Listed records:
---*---

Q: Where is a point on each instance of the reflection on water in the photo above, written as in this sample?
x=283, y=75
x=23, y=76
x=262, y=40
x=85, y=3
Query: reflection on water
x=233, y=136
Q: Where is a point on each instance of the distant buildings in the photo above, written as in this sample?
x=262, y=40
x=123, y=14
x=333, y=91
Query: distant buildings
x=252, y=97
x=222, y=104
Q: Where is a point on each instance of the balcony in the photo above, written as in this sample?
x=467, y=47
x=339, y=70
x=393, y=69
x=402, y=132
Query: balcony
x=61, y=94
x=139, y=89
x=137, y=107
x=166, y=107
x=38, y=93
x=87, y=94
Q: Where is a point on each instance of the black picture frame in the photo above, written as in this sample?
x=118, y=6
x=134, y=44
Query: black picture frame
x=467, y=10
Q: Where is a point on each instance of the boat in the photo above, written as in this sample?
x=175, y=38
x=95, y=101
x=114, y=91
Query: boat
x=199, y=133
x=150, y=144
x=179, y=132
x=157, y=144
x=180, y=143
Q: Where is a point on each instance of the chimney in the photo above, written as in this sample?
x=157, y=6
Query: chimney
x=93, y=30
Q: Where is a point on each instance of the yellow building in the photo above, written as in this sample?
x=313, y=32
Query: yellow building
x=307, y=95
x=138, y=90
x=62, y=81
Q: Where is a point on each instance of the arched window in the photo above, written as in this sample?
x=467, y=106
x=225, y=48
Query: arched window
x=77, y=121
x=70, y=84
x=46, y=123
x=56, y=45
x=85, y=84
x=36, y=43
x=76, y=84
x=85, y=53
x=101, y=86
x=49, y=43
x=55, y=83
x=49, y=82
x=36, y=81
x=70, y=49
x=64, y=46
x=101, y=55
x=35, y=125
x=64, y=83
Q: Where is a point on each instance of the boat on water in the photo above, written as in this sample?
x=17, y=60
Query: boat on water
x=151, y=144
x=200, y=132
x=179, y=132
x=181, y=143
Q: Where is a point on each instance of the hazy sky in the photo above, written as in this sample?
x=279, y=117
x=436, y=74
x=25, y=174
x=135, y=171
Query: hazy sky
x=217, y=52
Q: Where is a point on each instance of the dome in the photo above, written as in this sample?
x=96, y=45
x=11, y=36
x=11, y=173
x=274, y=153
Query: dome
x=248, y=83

---*---

Problem description: Retype the items above, from the line containing "Q: Where is a point on each instance of the black" through the final line of the items, inclusive.

Solved problem:
Q: Where is a point on each instance of the black picture frame in the photo above, written as in this sample?
x=118, y=6
x=134, y=44
Query: black picture frame
x=467, y=10
Q: Where is a point on each instance of the boat in the photo above, written as in this sample?
x=175, y=38
x=95, y=101
x=114, y=91
Query: boat
x=199, y=133
x=150, y=144
x=179, y=132
x=157, y=144
x=180, y=143
Q: Where is a point on each instance of the chimney in the photo above, written as in this sample?
x=157, y=6
Query: chimney
x=93, y=30
Q: Where is a point on each instance of the yellow building in the photo above, written as in this sample?
x=313, y=32
Query: yellow building
x=307, y=95
x=138, y=90
x=62, y=81
Q: Where is a point on each instance of the arched window in the photo above, written as in this sample?
x=467, y=106
x=225, y=48
Query: arched window
x=77, y=121
x=70, y=84
x=46, y=123
x=56, y=45
x=85, y=84
x=36, y=43
x=76, y=84
x=85, y=53
x=101, y=86
x=49, y=43
x=55, y=83
x=49, y=82
x=36, y=81
x=70, y=49
x=64, y=46
x=101, y=55
x=35, y=125
x=64, y=83
Q: Where is a point on each instance of the boat on water in the photo above, written as in this sample?
x=17, y=60
Query: boat on water
x=151, y=144
x=200, y=132
x=179, y=132
x=181, y=143
Q: Where is a point on each instance of the hazy sky in the photo above, written as in this sample?
x=279, y=117
x=436, y=74
x=25, y=174
x=135, y=171
Query: hazy sky
x=217, y=52
Q: Where is a point on each instance of the dome in the photo above, written as in this sample?
x=96, y=45
x=11, y=36
x=11, y=173
x=274, y=153
Query: dome
x=248, y=83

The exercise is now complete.